__Document segment__
§ §
Bishop Irenaeus of Lyon, who wrote Against Heresies at the same time that Celsus published his Discourse, opposes the apostolic doctrine he professed to what he called false gnosis, that is, the doctrines of Simon, Menander, Saturninus, Basilides, Marcion, Valentinus, Carpocrates, Cerinthus, and so many others: orthodox faith, based on the apostles’ teaching, transmitted by episcopal succession, and condensed in the so-called Rule of Faith, would constitute the true gnosis; any other Christian teaching that deviated from this standard would be nothing but a lie. Justin would have added “diabolical” lie, for he believed that heretical teachings came to ‘divide’ (diabolus as that which divides) those who invoke Christ as savior. Tertullian goes in the same direction: heresies, as parallel paths, divert the faithful from the simple faith of the Gospel:

where does the search end? Where is the abode of belief? Where do discoveries cease? With Marcion? But Valentinus also says: seek and you shall find. Then, with Valentinus? Now Apelles knocks at my door. Ebion, Simon, and all the others, one after the other, use the same artifice to insinuate themselves to me and attract me to them. As long as I hear from all sides seek and you shall find, I will never reach the end; it seems I have never learned what Christ taught, what is worth seeking, what is necessary to believe. (TERTULLIAN, 1957, p. 103-104)
§ §
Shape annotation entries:
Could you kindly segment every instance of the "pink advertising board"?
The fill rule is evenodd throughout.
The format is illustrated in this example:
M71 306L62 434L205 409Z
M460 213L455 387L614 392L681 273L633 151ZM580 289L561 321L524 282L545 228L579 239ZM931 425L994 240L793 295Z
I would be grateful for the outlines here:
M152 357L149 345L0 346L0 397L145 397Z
§ §
__Exercises to complete__
a) From the passage on heresy above, extract the words starting with "where does the" and going on through "1957, p. 103-104)".
b) According to the passage on heresy above, what work did Irenaeus of Lyon write at the same time that Celsus published his Discourse?

__Task solutions__
a)
where does the search end? Where is the abode of belief? Where do discoveries cease? With Marcion? But Valentinus also says: seek and you shall find. Then, with Valentinus? Now Apelles knocks at my door. Ebion, Simon, and all the others, one after the other, use the same artifice to insinuate themselves to me and attract me to them. As long as I hear from all sides seek and you shall find, I will never reach the end; it seems I have never learned what Christ taught, what is worth seeking, what is necessary to believe. (TERTULLIAN, 1957, p. 103-104)

b) Against Heresies.